● **BRIEF**:
Work out how many lines in the records below include the string "pole", and reply with that number alone.

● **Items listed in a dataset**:
******
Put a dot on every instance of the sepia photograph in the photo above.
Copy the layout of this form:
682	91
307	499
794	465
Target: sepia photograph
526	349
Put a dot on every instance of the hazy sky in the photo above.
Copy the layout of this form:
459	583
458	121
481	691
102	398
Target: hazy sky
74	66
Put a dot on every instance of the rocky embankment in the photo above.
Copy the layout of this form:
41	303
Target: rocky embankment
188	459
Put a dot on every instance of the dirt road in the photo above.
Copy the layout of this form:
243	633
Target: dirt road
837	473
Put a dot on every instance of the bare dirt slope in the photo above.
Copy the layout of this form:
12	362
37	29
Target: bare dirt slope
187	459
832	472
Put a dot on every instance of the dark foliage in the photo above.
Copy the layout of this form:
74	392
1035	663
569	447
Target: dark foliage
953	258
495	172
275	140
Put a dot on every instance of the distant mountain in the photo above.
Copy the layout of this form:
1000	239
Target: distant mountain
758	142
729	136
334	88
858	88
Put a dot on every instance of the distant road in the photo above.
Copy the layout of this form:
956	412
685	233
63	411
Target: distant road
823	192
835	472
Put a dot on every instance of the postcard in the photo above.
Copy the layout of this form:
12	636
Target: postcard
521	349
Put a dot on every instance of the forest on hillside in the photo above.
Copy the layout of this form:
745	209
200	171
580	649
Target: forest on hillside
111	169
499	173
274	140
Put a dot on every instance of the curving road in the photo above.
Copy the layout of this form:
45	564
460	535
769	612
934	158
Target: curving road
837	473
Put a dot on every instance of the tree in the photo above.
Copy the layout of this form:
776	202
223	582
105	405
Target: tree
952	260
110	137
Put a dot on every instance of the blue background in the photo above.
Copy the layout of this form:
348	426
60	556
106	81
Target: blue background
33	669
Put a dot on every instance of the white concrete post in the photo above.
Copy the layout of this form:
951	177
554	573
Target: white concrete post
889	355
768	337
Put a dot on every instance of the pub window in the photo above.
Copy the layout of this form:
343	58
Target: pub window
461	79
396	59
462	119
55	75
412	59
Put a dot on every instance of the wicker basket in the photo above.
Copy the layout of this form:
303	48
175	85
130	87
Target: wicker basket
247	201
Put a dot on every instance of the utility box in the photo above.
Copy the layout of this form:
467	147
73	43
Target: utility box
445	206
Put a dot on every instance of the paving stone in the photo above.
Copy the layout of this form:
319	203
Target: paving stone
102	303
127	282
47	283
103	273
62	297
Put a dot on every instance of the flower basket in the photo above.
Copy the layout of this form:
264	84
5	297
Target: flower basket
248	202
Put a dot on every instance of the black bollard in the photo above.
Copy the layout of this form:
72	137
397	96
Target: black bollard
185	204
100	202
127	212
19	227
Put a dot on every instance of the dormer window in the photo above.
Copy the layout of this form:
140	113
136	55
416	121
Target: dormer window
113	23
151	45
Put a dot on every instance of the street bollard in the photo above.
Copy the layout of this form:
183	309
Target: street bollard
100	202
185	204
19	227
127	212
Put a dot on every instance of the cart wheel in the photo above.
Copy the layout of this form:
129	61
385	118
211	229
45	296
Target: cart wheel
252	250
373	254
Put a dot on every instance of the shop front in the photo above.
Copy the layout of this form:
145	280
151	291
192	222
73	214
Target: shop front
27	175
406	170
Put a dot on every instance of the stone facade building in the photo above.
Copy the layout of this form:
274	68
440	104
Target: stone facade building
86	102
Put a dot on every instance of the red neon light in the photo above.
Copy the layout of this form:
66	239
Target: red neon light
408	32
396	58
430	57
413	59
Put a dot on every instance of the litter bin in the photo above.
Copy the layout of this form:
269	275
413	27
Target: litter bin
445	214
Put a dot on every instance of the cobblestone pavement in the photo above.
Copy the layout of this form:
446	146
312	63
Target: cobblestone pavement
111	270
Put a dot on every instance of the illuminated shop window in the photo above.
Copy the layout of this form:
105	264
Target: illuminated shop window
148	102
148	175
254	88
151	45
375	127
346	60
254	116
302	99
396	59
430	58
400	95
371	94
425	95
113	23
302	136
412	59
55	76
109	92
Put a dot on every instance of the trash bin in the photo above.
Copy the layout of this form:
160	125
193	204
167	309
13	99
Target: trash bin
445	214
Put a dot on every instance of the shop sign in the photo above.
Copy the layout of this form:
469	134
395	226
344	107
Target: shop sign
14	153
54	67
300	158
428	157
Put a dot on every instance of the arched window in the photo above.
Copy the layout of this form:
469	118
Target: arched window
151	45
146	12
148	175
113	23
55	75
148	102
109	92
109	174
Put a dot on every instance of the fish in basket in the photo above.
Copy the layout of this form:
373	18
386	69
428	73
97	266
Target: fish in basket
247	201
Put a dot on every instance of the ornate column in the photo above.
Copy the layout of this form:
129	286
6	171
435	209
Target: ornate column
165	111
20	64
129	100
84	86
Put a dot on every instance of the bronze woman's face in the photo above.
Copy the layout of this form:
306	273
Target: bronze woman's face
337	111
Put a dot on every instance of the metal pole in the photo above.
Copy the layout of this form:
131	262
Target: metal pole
******
● **RESPONSE TO THIS EXERCISE**:
2